**What the task requires:** Without including any pictures, write out the listing below exactly.

**Data for this task:**

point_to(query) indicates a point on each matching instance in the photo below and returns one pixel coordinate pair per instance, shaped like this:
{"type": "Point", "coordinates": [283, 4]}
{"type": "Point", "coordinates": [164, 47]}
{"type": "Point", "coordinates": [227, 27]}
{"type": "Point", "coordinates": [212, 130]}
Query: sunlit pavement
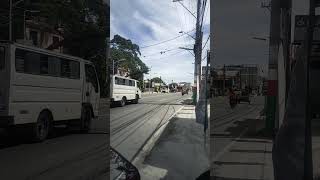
{"type": "Point", "coordinates": [132, 125]}
{"type": "Point", "coordinates": [237, 151]}
{"type": "Point", "coordinates": [67, 155]}
{"type": "Point", "coordinates": [181, 152]}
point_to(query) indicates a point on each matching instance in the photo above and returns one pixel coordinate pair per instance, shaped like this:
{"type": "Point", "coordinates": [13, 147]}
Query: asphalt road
{"type": "Point", "coordinates": [132, 125]}
{"type": "Point", "coordinates": [66, 155]}
{"type": "Point", "coordinates": [229, 124]}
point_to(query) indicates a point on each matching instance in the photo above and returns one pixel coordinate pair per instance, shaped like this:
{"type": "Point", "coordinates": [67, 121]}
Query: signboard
{"type": "Point", "coordinates": [301, 28]}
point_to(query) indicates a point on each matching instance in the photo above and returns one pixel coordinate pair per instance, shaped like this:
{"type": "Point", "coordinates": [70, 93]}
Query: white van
{"type": "Point", "coordinates": [40, 88]}
{"type": "Point", "coordinates": [123, 90]}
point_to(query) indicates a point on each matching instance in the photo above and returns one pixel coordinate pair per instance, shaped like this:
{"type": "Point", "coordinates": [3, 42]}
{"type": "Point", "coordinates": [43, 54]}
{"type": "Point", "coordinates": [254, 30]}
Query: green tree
{"type": "Point", "coordinates": [122, 48]}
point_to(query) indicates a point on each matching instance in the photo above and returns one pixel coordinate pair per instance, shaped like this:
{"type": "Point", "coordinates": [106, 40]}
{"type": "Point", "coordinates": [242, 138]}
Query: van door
{"type": "Point", "coordinates": [4, 79]}
{"type": "Point", "coordinates": [91, 88]}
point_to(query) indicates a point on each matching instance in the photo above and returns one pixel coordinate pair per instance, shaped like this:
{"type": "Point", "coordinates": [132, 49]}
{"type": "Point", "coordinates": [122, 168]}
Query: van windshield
{"type": "Point", "coordinates": [2, 57]}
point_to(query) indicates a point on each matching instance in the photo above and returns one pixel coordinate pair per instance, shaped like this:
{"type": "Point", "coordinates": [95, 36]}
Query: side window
{"type": "Point", "coordinates": [20, 60]}
{"type": "Point", "coordinates": [54, 66]}
{"type": "Point", "coordinates": [65, 68]}
{"type": "Point", "coordinates": [2, 57]}
{"type": "Point", "coordinates": [32, 63]}
{"type": "Point", "coordinates": [91, 77]}
{"type": "Point", "coordinates": [44, 64]}
{"type": "Point", "coordinates": [75, 69]}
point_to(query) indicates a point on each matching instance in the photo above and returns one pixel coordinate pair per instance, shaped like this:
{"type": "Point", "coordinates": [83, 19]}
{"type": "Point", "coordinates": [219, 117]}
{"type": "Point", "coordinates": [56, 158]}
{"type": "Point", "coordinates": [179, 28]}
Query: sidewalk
{"type": "Point", "coordinates": [247, 157]}
{"type": "Point", "coordinates": [180, 153]}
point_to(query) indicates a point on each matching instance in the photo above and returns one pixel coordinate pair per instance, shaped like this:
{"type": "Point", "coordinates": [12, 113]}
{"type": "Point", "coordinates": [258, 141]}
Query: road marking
{"type": "Point", "coordinates": [151, 141]}
{"type": "Point", "coordinates": [233, 141]}
{"type": "Point", "coordinates": [230, 145]}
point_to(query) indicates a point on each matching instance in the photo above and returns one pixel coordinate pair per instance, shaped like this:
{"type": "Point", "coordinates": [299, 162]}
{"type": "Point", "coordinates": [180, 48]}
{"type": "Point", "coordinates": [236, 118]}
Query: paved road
{"type": "Point", "coordinates": [226, 126]}
{"type": "Point", "coordinates": [132, 125]}
{"type": "Point", "coordinates": [67, 155]}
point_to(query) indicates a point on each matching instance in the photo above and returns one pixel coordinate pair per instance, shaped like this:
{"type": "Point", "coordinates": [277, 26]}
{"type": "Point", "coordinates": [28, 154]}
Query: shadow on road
{"type": "Point", "coordinates": [223, 178]}
{"type": "Point", "coordinates": [254, 131]}
{"type": "Point", "coordinates": [22, 137]}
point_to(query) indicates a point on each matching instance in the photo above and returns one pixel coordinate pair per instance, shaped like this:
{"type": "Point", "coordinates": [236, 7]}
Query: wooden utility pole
{"type": "Point", "coordinates": [272, 105]}
{"type": "Point", "coordinates": [308, 163]}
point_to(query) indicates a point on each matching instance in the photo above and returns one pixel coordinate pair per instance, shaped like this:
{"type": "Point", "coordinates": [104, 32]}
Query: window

**Task answer:**
point_to(query) indicates a point on each matching instance in the photo below and returns one pixel coordinate pair per instance, shaped like this:
{"type": "Point", "coordinates": [283, 4]}
{"type": "Point", "coordinates": [164, 47]}
{"type": "Point", "coordinates": [227, 27]}
{"type": "Point", "coordinates": [212, 130]}
Query: sunlit pavement
{"type": "Point", "coordinates": [132, 125]}
{"type": "Point", "coordinates": [237, 151]}
{"type": "Point", "coordinates": [67, 155]}
{"type": "Point", "coordinates": [181, 152]}
point_to(query) indicates a point on each matching instance in the photo above and returns one pixel coordinate pair per instance, shaped like this:
{"type": "Point", "coordinates": [13, 147]}
Query: asphalt road
{"type": "Point", "coordinates": [132, 125]}
{"type": "Point", "coordinates": [66, 155]}
{"type": "Point", "coordinates": [229, 124]}
point_to(query) indicates a point on each matching instance in the photo above and returns one pixel coordinate pair per instance, shaped like this:
{"type": "Point", "coordinates": [67, 121]}
Query: signboard
{"type": "Point", "coordinates": [301, 28]}
point_to(query) indicates a point on each matching instance in the photo above and returns one pixel coordinate pair per instance, shaped like this:
{"type": "Point", "coordinates": [70, 93]}
Query: white van
{"type": "Point", "coordinates": [40, 88]}
{"type": "Point", "coordinates": [123, 90]}
point_to(query) indicates a point on each matching instance in the photo above and returns one pixel coordinate pair per instance, shaped like this:
{"type": "Point", "coordinates": [3, 42]}
{"type": "Point", "coordinates": [43, 54]}
{"type": "Point", "coordinates": [254, 30]}
Query: green tree
{"type": "Point", "coordinates": [122, 48]}
point_to(query) indicates a point on each matching instance in the photo above and returns one pixel coordinate pair per instance, shaped like this:
{"type": "Point", "coordinates": [106, 40]}
{"type": "Point", "coordinates": [242, 138]}
Query: van door
{"type": "Point", "coordinates": [4, 79]}
{"type": "Point", "coordinates": [91, 88]}
point_to(query) indicates a point on each matching instance in the photo above and returns one pixel coordinate pair per instance, shaped like this:
{"type": "Point", "coordinates": [132, 49]}
{"type": "Point", "coordinates": [122, 168]}
Query: van windshield
{"type": "Point", "coordinates": [2, 57]}
point_to(query) indicates a point on each matching instance in the photo above and returns one pixel coordinate pair per instance, shaped like this:
{"type": "Point", "coordinates": [95, 36]}
Query: side window
{"type": "Point", "coordinates": [20, 60]}
{"type": "Point", "coordinates": [54, 66]}
{"type": "Point", "coordinates": [65, 68]}
{"type": "Point", "coordinates": [2, 57]}
{"type": "Point", "coordinates": [32, 63]}
{"type": "Point", "coordinates": [91, 77]}
{"type": "Point", "coordinates": [44, 64]}
{"type": "Point", "coordinates": [75, 69]}
point_to(query) indicates a point on each matching instance in the photo above and returns one pixel coordinate pair per instance, shaped like this:
{"type": "Point", "coordinates": [83, 19]}
{"type": "Point", "coordinates": [219, 117]}
{"type": "Point", "coordinates": [56, 158]}
{"type": "Point", "coordinates": [179, 28]}
Query: sidewalk
{"type": "Point", "coordinates": [247, 157]}
{"type": "Point", "coordinates": [180, 153]}
point_to(query) indicates a point on each matching instance in the photo above and returns one pixel coordinate pair per instance, shaped like this:
{"type": "Point", "coordinates": [12, 113]}
{"type": "Point", "coordinates": [258, 141]}
Query: road marking
{"type": "Point", "coordinates": [151, 141]}
{"type": "Point", "coordinates": [233, 141]}
{"type": "Point", "coordinates": [230, 145]}
point_to(query) indicates a point on each matching instance in the photo above and returns one pixel coordinate pair per instance, shaped like this:
{"type": "Point", "coordinates": [299, 162]}
{"type": "Point", "coordinates": [180, 48]}
{"type": "Point", "coordinates": [236, 118]}
Query: paved road
{"type": "Point", "coordinates": [226, 126]}
{"type": "Point", "coordinates": [132, 125]}
{"type": "Point", "coordinates": [67, 155]}
point_to(query) indicates a point on each matching instance in the photo above and returns one pixel coordinate pair per instance, shaped like this:
{"type": "Point", "coordinates": [277, 26]}
{"type": "Point", "coordinates": [28, 154]}
Query: shadow on road
{"type": "Point", "coordinates": [223, 178]}
{"type": "Point", "coordinates": [254, 131]}
{"type": "Point", "coordinates": [22, 137]}
point_to(query) indicates a point on each matching instance in the photo above and returns one pixel coordinate pair per instance, shaped like this:
{"type": "Point", "coordinates": [236, 7]}
Query: wooden utility pole
{"type": "Point", "coordinates": [272, 105]}
{"type": "Point", "coordinates": [308, 163]}
point_to(query) indicates a point on each matching instance in the photo above and returns one pixel coordinate pair per instance, shaped like this:
{"type": "Point", "coordinates": [104, 32]}
Query: window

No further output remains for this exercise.